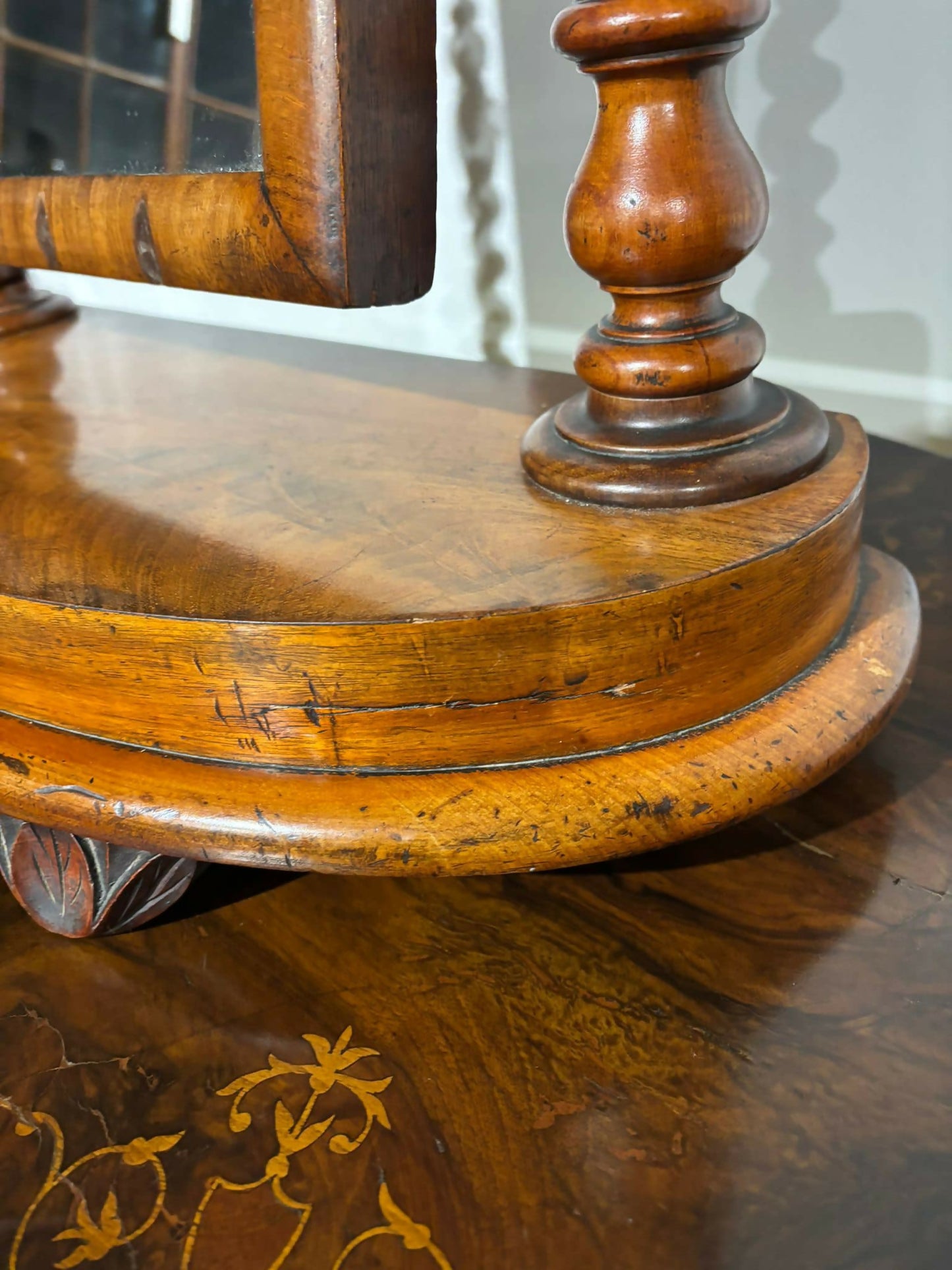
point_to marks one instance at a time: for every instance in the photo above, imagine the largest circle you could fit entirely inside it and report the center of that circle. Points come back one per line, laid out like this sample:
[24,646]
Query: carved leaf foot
[80,887]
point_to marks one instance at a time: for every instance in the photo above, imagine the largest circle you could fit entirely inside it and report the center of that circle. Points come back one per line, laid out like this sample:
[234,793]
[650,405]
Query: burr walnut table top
[729,1056]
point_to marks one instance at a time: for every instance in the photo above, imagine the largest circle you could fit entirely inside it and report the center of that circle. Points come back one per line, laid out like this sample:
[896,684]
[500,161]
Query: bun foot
[80,887]
[22,308]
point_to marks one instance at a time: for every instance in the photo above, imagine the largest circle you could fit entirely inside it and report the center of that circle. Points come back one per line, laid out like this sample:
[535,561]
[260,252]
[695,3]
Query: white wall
[852,119]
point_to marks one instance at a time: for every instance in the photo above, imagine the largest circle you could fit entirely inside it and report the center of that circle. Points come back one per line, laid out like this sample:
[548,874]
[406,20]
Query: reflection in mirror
[127,86]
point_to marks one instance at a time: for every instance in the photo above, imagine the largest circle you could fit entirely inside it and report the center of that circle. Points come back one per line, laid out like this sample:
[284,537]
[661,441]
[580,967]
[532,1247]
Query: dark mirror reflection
[127,86]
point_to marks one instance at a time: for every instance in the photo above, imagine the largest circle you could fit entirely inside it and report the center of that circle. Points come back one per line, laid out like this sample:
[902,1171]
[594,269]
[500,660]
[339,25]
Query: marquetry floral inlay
[97,1234]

What the exercise asks:
Write out every line above exactly as it is, leaving out the pictures.

Exercise solution:
point_to marks one instance at a time: for every instance in the photo above, imagine the largest circle you could fit entirely inside it and report the center of that circle. Points come back one per line, laid out like this sample:
[24,646]
Query: carved leaf foot
[80,887]
point_to marks one instance at a time: for every instance in the photo above, imagine the largest circle you could fit entirely inside it and report the center of that circle. Points come back one per line, laid out like this sample:
[234,793]
[650,405]
Query: burr walnut table top
[729,1056]
point_to marks one instance at a time: for every instance in the photo above, imagine the largest circle you could fit entirely inside it and report the center of that circle. Points come back one per line, laid out like this sample:
[896,684]
[500,161]
Query: bun foot
[80,887]
[22,308]
point_to marks one instance at a time: for every instance in the photo above, imagine the largest circle you could fit entirely inside it and report the center of that circle. Points come back one per line, laid out like this sample:
[535,561]
[260,252]
[695,3]
Query: white wall
[852,119]
point_to marks one instance at a time: for every instance in the photo above, imagine the largest circle you could fit entirely inside it and report the center of that circle. Points come back one per line, laid out like this sample:
[548,874]
[406,20]
Query: reflection in mirror
[127,86]
point_to marks one instance at a time: for every instance in the photo above, imagine the largest circle you could fit entirely inside it and report the center of that circle. Points come back one per line, laid out like this sample:
[284,537]
[661,441]
[580,967]
[532,1247]
Query: dark mirror reflection
[127,86]
point_to marks one instance at a time: for every instance in the photo above, imagine the largest circle you could fit entirely inside it and report the center of that circle. Points come back one per line, laid out like this sample:
[902,1171]
[594,269]
[500,660]
[339,25]
Query: marquetry floral inlay
[97,1234]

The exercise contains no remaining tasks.